(Saved data entries)

......

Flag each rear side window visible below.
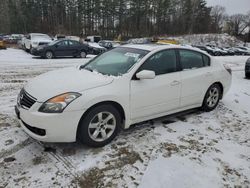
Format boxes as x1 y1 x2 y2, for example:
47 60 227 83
203 54 210 66
179 50 206 70
139 50 177 75
69 40 79 45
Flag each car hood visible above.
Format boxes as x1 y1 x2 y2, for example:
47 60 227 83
24 67 114 102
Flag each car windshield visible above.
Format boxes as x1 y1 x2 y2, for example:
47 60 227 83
82 47 149 76
48 40 61 46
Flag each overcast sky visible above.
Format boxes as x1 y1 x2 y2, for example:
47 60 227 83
206 0 250 15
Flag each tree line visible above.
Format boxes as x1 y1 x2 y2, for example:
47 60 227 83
0 0 249 41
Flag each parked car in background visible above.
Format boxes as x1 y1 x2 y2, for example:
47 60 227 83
237 47 250 55
54 34 66 40
65 36 80 42
98 40 120 50
212 47 227 56
15 44 232 147
2 35 10 42
31 39 89 59
193 45 217 56
8 34 24 44
0 36 7 49
245 58 250 78
222 47 235 56
86 35 102 43
19 36 27 49
231 47 250 55
24 33 53 52
87 42 107 55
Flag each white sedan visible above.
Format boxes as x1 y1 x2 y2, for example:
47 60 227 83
15 44 232 147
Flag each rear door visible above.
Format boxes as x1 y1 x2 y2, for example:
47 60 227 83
178 49 212 107
130 49 181 120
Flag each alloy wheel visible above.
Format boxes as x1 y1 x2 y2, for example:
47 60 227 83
206 87 219 108
80 51 86 58
46 51 53 59
88 112 116 142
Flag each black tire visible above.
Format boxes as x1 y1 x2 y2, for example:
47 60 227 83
80 51 87 58
201 84 222 112
45 51 53 59
246 72 250 79
30 45 33 54
78 104 121 147
24 44 29 52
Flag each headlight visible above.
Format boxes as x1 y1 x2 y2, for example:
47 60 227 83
32 42 39 45
39 92 81 113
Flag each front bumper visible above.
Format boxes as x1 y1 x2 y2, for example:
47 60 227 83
15 104 84 142
30 48 44 56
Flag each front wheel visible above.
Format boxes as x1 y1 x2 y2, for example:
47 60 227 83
78 105 121 147
45 51 53 59
202 84 222 112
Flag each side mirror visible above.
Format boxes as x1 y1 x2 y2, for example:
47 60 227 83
136 70 155 80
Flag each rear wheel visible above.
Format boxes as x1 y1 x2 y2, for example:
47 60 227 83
202 84 222 112
78 105 121 147
45 51 53 59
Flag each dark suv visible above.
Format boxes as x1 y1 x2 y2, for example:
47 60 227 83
245 58 250 78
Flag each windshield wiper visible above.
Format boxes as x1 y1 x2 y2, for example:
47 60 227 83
83 67 93 72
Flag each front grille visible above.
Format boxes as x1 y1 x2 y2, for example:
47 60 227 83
22 120 46 136
19 89 37 109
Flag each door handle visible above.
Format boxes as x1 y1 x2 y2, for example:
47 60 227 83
170 80 181 86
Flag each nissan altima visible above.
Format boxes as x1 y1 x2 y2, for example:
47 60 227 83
15 44 232 147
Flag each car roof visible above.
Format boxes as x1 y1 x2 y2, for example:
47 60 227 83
120 44 208 54
120 44 175 51
30 33 48 36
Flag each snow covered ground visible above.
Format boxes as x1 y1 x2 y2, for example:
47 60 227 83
0 48 249 188
169 33 244 47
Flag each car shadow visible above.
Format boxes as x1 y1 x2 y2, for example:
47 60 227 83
38 108 202 154
127 108 201 130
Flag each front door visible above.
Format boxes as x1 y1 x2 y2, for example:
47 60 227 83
130 49 181 120
54 40 70 56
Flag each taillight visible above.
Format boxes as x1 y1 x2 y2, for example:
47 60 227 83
223 64 232 75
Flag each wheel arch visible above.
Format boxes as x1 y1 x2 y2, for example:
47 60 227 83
76 100 126 140
45 50 54 58
212 82 224 99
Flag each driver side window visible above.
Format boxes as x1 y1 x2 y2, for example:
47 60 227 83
139 50 177 75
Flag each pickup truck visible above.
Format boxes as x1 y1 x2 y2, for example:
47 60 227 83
24 33 52 52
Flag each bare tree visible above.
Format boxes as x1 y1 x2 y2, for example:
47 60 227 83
210 5 226 33
0 0 10 33
226 14 246 36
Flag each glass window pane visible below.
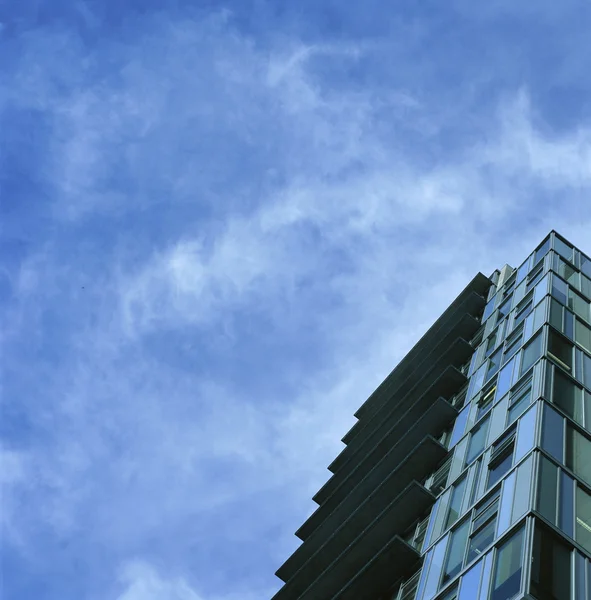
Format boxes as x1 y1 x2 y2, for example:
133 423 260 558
554 236 574 262
530 523 572 600
575 319 591 353
548 330 574 372
566 427 591 487
488 451 513 489
514 403 537 463
507 385 532 426
582 255 591 279
537 456 558 525
569 288 590 322
497 473 516 537
443 520 470 584
521 332 543 375
550 298 563 332
467 520 496 564
446 477 468 529
575 552 586 600
584 354 591 390
552 276 568 306
496 359 515 402
535 238 551 263
478 552 494 600
511 454 533 523
559 471 574 538
421 534 449 600
541 404 564 462
450 405 470 449
466 418 490 466
576 486 591 555
553 369 583 424
491 527 524 600
459 560 483 600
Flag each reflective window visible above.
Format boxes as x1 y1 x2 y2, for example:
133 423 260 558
458 560 483 600
512 454 533 522
439 583 459 600
576 486 591 555
465 418 490 466
491 527 524 600
527 263 545 291
446 477 467 529
467 492 500 564
487 349 503 381
535 238 551 264
487 430 516 489
552 368 583 424
582 255 591 279
477 383 497 420
507 384 532 426
584 354 591 390
575 552 586 600
442 520 470 584
566 427 591 487
568 288 590 322
512 294 533 329
537 456 558 525
541 404 564 462
520 332 543 375
548 329 573 372
496 358 515 403
555 253 578 284
559 471 574 537
552 276 568 306
422 535 449 600
575 318 591 353
554 236 574 262
530 522 571 600
449 405 469 449
550 298 563 332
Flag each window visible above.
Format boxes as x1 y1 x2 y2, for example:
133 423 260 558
566 427 591 487
438 583 459 600
465 418 490 466
487 348 503 380
575 318 591 353
485 334 497 358
568 288 590 322
446 477 468 528
552 368 583 424
554 236 574 262
576 486 591 554
466 491 500 563
582 255 591 279
554 256 578 285
429 455 452 495
491 527 525 600
520 332 543 375
399 570 421 600
442 520 470 584
498 298 512 322
559 471 574 537
530 522 571 600
451 386 468 409
487 431 515 488
507 384 532 426
449 405 469 448
477 383 497 421
512 293 533 329
527 263 545 291
503 326 523 363
541 405 564 462
552 275 568 305
534 238 550 264
548 329 574 372
550 298 563 331
537 456 558 524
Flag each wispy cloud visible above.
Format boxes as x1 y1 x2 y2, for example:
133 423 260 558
2 4 591 600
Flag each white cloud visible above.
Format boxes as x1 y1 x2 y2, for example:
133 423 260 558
3 9 591 600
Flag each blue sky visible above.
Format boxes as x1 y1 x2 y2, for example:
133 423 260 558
1 1 591 599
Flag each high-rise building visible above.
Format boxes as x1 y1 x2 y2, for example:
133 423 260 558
273 230 591 600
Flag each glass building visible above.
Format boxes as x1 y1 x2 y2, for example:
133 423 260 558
273 231 591 600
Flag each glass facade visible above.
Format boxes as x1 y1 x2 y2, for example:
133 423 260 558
275 231 591 600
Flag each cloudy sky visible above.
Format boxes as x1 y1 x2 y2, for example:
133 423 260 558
1 1 591 599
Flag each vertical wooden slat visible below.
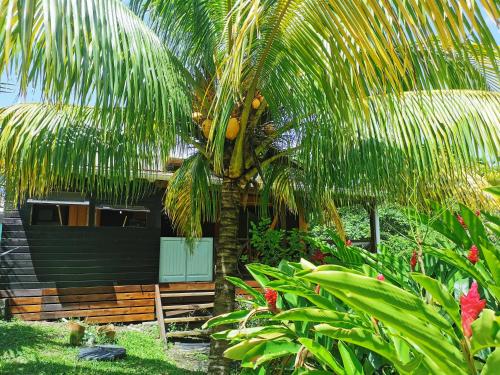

......

#### [WHAT IS REQUIRED]
Give the number of lines in the data that contain "door", with no other words.

#### [RESPONSE]
3